◆ WHAT THE TASK ASKS ◆
Starting with the line that contains "If you could pin the arched" and going on through the end of the entries below, write every line again, requests included, and lower each coordinate in the answers by 138. Leave the pictures out.

◆ SUPPLIED INFORMATION ◆
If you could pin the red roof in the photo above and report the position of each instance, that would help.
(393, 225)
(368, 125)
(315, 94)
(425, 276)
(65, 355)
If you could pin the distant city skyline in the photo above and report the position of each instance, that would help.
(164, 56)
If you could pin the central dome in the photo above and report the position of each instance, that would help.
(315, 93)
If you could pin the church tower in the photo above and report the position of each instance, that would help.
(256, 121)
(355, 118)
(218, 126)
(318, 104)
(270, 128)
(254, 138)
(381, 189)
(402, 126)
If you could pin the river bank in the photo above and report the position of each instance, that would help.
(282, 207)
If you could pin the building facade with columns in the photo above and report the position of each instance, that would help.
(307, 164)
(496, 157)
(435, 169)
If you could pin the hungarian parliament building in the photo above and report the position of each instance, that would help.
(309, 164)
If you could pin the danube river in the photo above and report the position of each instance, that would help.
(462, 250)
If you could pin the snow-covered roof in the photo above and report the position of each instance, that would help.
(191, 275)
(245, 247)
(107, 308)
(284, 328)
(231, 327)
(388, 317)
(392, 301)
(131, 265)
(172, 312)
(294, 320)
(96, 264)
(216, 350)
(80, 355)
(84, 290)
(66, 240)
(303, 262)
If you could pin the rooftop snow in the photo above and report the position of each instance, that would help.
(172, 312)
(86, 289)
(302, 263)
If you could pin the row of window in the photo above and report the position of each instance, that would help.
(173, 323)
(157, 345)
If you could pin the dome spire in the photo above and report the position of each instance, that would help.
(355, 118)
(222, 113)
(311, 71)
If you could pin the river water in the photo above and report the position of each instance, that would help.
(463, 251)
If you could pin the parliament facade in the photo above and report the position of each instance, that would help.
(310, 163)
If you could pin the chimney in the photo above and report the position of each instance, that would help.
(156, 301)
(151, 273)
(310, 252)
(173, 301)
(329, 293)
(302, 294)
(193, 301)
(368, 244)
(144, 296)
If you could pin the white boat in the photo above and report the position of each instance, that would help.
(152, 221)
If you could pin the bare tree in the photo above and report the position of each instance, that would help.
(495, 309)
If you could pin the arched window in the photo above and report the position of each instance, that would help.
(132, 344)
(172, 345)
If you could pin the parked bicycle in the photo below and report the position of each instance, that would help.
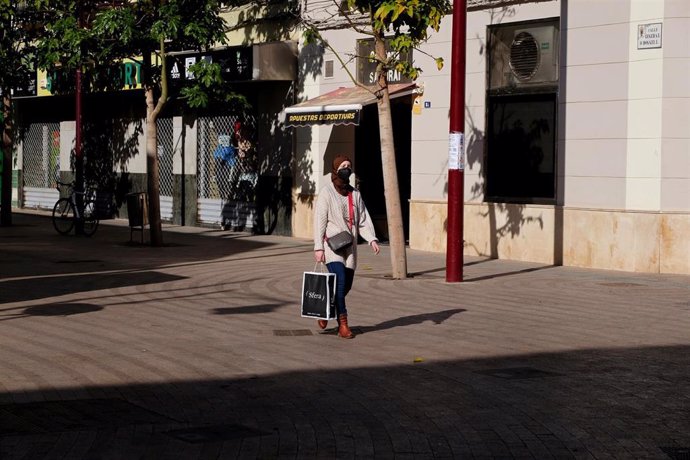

◆ ANSWER TO THIS TASK ◆
If you could pin the arched window in the photo above and report the position of each instance, that would help.
(-6, 206)
(34, 207)
If you could pin the parked bicycle in the photo below and report the position of each instance, that would help.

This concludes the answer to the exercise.